==== Text provided

Yeah, running a pipeline directly via dagster pipeline execute doesn't create a server, so that all makes sense.

pybokeh commented 3 years ago

Hi @pollloq ! I think I had similar problem as you as I had similar stack trace and dagit issues and was discussed on Slack.

TL;DR - problem resolved by setting no_proxy environment variable as company's proxy server was not set up to support gRPC protocol.

set no_proxy=localhost,127.0.0.1,0.0.0.0 not sure if all 3 "local" host mappings needed to be excluded, but anyway, that worked for us at my company. If you've created a separate gRPC server, then you would use its IP address instead.

pollloq commented 3 years ago

Hi @pybokeh ! unfortunately, the comments you have kindly shared are not working for me.

pybokeh commented 3 years ago

Hi @pollloq Yes, I was using Windows machine. I set the no_proxy environment variable using command line. Just in case you weren't aware, if you set the no_proxy environment variable using Windows GUI method instead, you have to reboot your machine for the environment variable to take effect.

I did not set up my own gRPC server, so I did not have to issue special commands.

archydeberker commented 2 years ago

I also saw this error upon triggering a job via API on a newly launched server on Google Cloud Run.

========
==== Items

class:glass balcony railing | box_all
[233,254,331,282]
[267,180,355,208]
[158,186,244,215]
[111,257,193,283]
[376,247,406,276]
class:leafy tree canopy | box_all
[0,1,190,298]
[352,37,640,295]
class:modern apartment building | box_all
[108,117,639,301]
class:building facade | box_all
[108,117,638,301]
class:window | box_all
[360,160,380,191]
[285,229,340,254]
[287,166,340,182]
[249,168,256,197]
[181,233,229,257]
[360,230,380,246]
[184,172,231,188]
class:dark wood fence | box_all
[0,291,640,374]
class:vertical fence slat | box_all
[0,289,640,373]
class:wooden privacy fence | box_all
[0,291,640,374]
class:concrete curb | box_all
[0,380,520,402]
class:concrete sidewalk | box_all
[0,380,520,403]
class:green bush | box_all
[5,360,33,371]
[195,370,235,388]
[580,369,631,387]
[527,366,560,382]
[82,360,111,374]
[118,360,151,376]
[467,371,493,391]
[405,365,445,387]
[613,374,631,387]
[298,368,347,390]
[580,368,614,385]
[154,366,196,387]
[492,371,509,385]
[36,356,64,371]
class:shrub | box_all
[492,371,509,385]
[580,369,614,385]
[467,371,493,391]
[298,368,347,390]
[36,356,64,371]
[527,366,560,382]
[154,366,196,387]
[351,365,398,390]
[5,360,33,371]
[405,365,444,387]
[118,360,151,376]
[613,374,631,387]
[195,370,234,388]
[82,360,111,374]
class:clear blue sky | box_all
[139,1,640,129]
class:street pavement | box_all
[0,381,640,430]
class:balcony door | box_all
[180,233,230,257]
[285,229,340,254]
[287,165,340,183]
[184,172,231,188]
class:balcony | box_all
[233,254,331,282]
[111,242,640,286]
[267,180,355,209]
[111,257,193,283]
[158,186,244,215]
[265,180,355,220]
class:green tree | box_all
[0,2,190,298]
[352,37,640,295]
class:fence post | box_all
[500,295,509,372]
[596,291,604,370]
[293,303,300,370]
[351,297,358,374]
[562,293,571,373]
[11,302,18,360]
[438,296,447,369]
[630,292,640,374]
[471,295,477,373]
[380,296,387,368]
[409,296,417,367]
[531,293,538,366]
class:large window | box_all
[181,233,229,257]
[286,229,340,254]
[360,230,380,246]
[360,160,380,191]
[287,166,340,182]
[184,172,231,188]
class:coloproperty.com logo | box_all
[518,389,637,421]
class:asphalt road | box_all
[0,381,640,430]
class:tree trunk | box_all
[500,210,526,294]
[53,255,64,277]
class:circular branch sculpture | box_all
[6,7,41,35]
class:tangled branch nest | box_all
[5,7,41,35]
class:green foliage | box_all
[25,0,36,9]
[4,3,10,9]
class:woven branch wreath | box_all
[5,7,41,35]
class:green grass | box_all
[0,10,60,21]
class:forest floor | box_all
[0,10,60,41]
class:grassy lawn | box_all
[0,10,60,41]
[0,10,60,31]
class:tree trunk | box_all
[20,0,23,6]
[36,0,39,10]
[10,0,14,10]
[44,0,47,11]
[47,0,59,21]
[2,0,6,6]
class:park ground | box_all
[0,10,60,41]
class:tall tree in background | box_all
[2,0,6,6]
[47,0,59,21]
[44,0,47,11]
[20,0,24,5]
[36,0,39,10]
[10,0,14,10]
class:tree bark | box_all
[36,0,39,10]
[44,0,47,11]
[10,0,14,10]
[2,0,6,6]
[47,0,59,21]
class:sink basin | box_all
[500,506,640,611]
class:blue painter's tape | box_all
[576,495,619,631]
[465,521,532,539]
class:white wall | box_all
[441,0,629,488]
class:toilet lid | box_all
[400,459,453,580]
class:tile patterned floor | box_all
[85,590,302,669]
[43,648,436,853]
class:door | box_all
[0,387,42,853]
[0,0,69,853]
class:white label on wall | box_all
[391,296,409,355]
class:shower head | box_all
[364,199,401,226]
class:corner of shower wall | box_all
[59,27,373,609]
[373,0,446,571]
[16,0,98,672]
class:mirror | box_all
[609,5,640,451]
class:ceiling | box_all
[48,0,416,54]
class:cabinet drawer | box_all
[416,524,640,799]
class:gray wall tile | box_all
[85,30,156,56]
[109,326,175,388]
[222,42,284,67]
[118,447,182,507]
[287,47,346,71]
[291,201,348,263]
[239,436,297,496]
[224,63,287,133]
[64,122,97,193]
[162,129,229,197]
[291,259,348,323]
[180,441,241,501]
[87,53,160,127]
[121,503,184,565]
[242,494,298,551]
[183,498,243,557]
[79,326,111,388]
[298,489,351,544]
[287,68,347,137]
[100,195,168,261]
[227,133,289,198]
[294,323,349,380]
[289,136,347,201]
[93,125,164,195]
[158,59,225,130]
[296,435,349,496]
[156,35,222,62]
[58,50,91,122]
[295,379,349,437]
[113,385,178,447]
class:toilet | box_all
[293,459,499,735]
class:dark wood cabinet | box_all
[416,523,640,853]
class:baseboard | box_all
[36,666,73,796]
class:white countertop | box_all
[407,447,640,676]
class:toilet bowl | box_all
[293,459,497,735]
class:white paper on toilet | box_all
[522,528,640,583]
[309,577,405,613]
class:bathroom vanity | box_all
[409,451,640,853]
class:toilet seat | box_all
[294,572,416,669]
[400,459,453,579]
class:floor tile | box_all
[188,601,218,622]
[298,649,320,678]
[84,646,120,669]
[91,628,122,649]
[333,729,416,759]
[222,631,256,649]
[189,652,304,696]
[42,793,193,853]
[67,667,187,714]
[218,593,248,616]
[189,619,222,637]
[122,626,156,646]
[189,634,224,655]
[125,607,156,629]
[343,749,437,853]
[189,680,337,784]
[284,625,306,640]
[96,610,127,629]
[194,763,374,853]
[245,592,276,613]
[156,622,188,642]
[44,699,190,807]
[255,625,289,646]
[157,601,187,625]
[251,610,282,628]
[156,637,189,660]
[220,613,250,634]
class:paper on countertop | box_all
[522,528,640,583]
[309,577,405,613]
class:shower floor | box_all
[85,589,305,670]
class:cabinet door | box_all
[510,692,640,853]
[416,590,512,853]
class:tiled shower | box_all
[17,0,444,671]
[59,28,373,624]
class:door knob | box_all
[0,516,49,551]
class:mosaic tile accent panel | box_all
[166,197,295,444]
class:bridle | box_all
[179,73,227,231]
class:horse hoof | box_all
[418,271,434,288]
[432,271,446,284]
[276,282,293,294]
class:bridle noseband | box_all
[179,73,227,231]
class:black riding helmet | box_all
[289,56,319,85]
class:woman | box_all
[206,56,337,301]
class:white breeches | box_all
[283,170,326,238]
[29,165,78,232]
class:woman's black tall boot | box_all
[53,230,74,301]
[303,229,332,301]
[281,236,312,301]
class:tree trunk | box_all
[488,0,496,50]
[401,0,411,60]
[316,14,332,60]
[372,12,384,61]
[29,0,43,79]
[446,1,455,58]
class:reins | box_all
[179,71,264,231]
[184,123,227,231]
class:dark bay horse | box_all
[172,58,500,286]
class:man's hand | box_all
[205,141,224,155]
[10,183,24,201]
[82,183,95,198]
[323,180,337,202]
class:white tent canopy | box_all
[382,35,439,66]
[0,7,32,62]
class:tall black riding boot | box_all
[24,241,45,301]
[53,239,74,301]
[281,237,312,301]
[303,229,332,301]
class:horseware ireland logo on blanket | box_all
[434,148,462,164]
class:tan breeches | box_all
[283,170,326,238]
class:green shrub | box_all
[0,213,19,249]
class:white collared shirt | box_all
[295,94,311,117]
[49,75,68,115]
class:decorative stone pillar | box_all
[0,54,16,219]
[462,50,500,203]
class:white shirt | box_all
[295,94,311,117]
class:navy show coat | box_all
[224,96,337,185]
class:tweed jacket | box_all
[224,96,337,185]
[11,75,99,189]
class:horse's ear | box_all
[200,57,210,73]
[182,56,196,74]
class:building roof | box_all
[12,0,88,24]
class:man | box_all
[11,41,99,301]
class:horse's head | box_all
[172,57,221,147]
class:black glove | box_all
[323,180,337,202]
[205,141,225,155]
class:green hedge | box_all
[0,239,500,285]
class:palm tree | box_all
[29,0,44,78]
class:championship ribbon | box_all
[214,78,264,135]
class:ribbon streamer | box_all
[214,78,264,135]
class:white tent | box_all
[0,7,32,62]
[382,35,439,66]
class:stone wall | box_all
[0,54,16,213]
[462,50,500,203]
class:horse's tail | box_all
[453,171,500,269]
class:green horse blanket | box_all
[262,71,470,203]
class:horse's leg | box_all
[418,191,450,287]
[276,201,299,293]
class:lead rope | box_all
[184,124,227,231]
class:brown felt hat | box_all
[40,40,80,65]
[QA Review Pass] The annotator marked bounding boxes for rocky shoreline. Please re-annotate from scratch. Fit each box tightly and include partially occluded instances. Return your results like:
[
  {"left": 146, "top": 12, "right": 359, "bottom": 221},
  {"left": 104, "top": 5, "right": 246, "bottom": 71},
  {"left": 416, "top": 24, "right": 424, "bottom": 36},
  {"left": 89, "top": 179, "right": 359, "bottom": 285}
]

========

**Required work:**
1. According to the forum thread, what must you do after setting the no_proxy environment variable through the Windows GUI?
2. Transcribe the part of the forum thread starting with "Hi @pollloq Yes, I" and going on through "to take effect.".

**Task results:**
1. You have to reboot the machine for the variable to take effect.

2.
Hi @pollloq Yes, I was using Windows machine. I set the no_proxy environment variable using command line. Just in case you weren't aware, if you set the no_proxy environment variable using Windows GUI method instead, you have to reboot your machine for the environment variable to take effect.